Start of TEXT PROVIDED

I’ve always liked Dusty Springfield. She was born in 1939 just up the road from where I live now in West Hampstead as Mary Isabel Catherine Bernadette O’Brien. Her father was a tax consultant, her mother kept house and they took their holidays in Bognor Regis. Her Catholic parents had a deeply unhappy marriage and Dusty, with her brother Dion, found a release in music.
As soon as she left school aged 16 she transformed herself. “I just decided I wanted to become someone else...so I became someone else.” She started singing with her brother in clubs and at private parties. Her distinctive voice brought her chart success in the 1960s. She was influenced by Motown and introduced Martha and the Vandellas, The Supremes and Stevie Wonder to a British audience through her TV shows.
Although she always maintained she was “not at all political”, her actions, and sometimes her musical choices, tell another story. Early in her career she recorded the anti-war song, Broken Blossoms. She championed black American artists, challenging the racism that prevented her black friends finding somewhere to rent in London. When she visited New York in 1964 she wandered happily around Harlem. She was the only white artist on the bill at the Fox Theatre in Brooklyn, describing herself as “the token honky”.
She also took on the sexism that ran through the industry and tried to take control of her song choices and the production of her music. Then she made the front pages for her stand against apartheid in South Africa. Dusty was determined to have it written into her contract that she would only perform to mixed audiences.

End of TEXT PROVIDED

### REQUIRED ACTION A
Quote the passage about Dusty Springfield between "Although she always" and "to mixed audiences.", inclusive.
### REQUIRED ACTION B
In the passage about Dusty Springfield, what did she insist be written into her contract?
### REQUIRED ACTION C
Pick up the passage about Dusty Springfield after its final sentence and keep writing.

Start of DATA SHOWN

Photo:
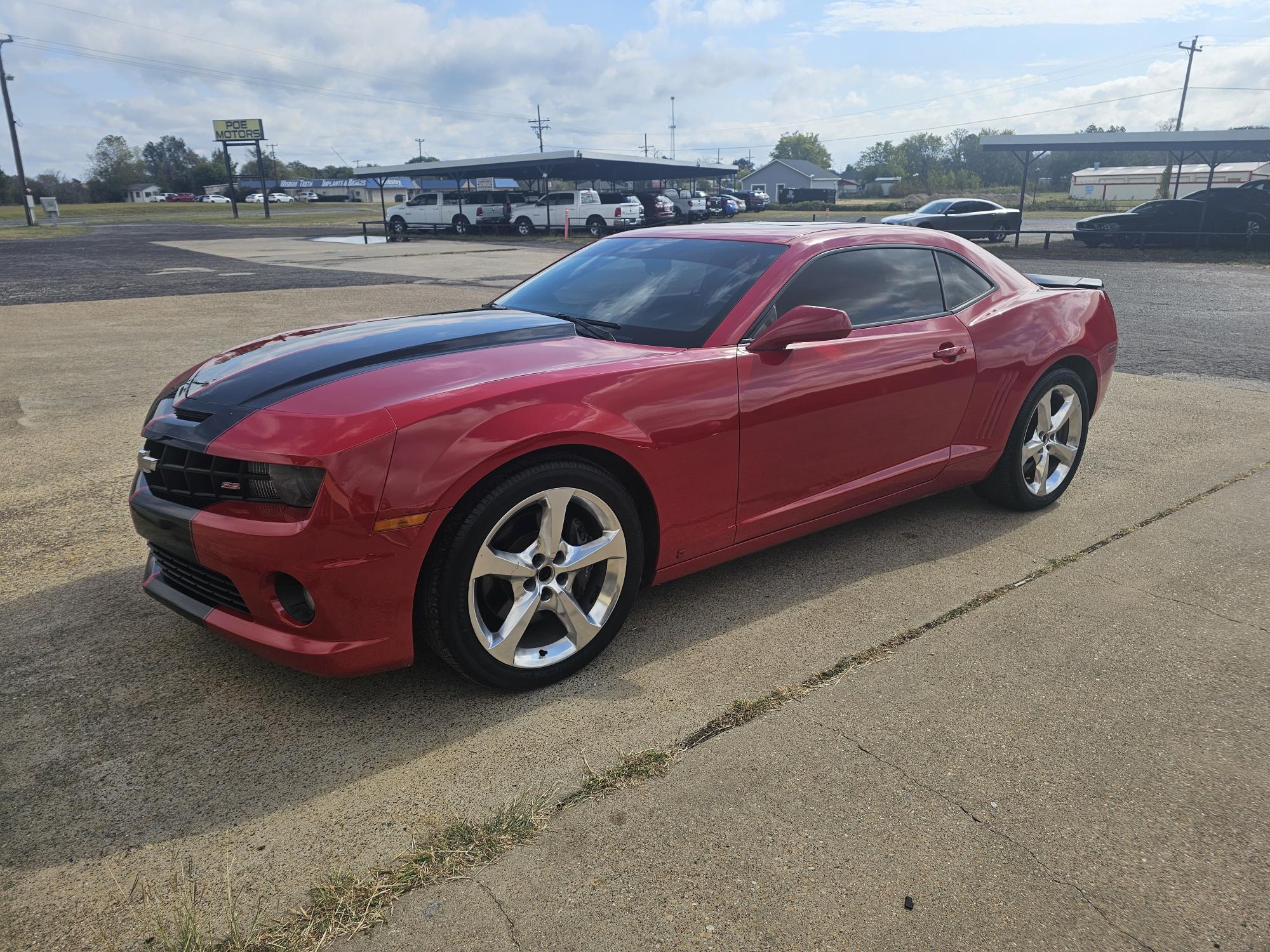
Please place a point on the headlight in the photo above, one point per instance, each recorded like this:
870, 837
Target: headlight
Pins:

End of DATA SHOWN
Start of DATA SHOWN

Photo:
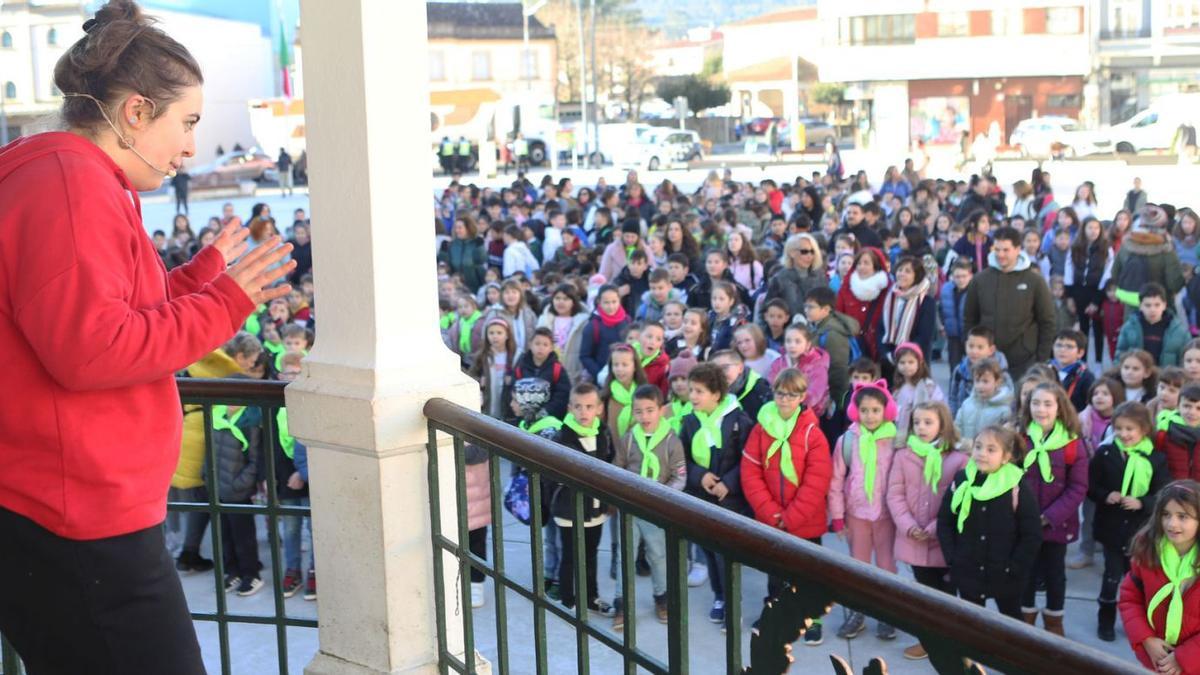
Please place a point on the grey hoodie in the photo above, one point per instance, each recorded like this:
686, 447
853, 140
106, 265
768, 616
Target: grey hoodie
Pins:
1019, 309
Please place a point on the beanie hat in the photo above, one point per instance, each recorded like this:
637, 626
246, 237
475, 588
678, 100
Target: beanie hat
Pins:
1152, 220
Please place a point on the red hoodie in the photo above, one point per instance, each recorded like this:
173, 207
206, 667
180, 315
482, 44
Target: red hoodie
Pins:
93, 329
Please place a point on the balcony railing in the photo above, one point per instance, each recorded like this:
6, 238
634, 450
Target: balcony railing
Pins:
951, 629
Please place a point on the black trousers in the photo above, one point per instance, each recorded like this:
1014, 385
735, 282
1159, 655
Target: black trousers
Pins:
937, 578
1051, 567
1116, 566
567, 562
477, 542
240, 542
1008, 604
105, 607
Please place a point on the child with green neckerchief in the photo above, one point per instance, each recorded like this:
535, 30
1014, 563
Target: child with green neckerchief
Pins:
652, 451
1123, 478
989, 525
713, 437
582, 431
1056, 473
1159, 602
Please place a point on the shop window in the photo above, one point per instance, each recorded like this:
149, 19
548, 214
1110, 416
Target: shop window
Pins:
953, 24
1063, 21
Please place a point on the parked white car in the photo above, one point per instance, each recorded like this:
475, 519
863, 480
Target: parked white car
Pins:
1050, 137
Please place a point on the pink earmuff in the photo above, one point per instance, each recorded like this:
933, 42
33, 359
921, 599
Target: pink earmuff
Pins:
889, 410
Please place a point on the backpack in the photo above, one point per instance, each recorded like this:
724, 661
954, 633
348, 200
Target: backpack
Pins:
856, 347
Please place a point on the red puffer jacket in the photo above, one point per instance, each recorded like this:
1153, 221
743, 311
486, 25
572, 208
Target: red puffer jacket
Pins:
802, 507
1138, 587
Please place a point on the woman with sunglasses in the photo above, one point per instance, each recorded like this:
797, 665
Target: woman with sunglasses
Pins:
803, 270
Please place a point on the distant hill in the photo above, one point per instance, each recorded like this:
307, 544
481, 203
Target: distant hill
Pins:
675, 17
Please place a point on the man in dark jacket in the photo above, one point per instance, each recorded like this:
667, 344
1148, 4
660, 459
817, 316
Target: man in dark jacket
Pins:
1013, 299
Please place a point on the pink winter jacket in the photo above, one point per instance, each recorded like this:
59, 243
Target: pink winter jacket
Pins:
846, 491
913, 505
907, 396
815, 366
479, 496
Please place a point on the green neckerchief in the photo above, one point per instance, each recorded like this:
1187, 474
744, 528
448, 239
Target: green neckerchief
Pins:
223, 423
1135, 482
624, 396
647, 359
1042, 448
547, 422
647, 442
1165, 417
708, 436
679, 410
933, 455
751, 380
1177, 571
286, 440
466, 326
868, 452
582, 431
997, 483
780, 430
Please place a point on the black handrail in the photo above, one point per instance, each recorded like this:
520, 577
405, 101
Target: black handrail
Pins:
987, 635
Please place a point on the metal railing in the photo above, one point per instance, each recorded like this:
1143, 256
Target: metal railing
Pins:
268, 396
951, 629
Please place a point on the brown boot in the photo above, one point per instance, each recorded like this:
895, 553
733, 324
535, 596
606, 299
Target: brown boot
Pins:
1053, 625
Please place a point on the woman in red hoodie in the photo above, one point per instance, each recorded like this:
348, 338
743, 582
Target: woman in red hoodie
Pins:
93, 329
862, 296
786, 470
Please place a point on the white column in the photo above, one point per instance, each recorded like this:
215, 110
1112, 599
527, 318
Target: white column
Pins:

End of DATA SHOWN
Start of DATA SHOWN

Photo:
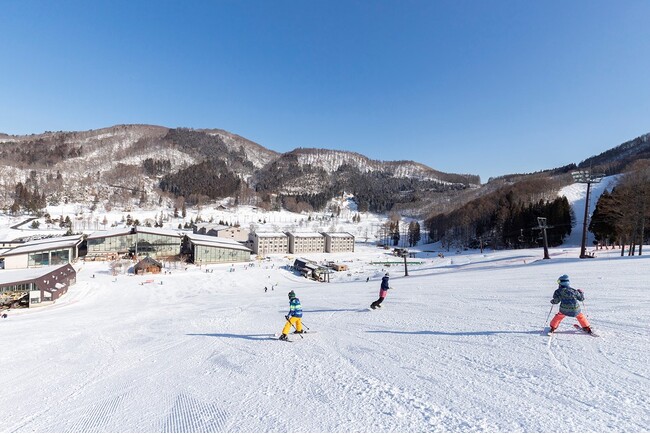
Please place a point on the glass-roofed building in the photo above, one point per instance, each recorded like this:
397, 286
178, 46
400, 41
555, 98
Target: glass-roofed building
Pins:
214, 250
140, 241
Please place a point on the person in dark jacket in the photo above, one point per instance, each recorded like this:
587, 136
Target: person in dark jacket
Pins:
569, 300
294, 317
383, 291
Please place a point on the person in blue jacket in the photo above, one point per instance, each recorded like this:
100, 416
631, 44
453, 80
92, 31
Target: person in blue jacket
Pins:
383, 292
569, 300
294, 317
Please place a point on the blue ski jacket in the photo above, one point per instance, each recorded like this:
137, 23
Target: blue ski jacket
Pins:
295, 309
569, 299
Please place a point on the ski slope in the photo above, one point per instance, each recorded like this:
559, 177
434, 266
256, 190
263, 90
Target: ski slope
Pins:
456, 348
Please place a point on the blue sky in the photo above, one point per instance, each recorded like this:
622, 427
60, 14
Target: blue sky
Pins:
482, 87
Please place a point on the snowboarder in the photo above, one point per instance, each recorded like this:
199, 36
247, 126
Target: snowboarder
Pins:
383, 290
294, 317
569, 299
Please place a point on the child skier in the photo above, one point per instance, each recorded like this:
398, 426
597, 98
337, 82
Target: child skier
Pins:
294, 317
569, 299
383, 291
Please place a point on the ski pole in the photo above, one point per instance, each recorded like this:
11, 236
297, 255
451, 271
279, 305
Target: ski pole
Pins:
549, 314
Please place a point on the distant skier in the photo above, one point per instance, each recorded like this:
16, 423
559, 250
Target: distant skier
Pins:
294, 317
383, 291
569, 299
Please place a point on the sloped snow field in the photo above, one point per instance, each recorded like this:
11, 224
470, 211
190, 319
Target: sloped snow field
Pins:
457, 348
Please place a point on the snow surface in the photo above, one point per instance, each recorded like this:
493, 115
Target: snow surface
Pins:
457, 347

End of DATA SHOWN

### TASK RESULT A
Although she always maintained she was “not at all political”, her actions, and sometimes her musical choices, tell another story. Early in her career she recorded the anti-war song, Broken Blossoms. She championed black American artists, challenging the racism that prevented her black friends finding somewhere to rent in London. When she visited New York in 1964 she wandered happily around Harlem. She was the only white artist on the bill at the Fox Theatre in Brooklyn, describing herself as “the token honky”.
She also took on the sexism that ran through the industry and tried to take control of her song choices and the production of her music. Then she made the front pages for her stand against apartheid in South Africa. Dusty was determined to have it written into her contract that she would only perform to mixed audiences.

### TASK RESULT B
She insisted that her contract state she would only perform to mixed audiences.

### TASK RESULT C
Dusty told the NME magazine that if she was forced to play segregated venues she would “be on the first flight home”. And that’s what happened. She was deported from South Africa with a police escort. When she got back both Max Bygraves and Derek Nimmo complained that she’d now “made it difficult” for British entertainers to go to South Africa and make big money.
But by the time she died in 1999 from breast cancer, the world was aware of the turmoil behind the smiles. Her battles with addiction, her outbursts and penchant for hurling crockery around, and her long-standing struggle with her sexuality have all been documented. But this book fills in some of the gaps, including the mental health problems that blighted her later years.
Norma Tanega, one of her ex-lovers, said the problem was that Dusty “wanted to be straight and she wanted to be a good Catholic and she wanted to be black”. And perhaps there is the real tragedy of her life.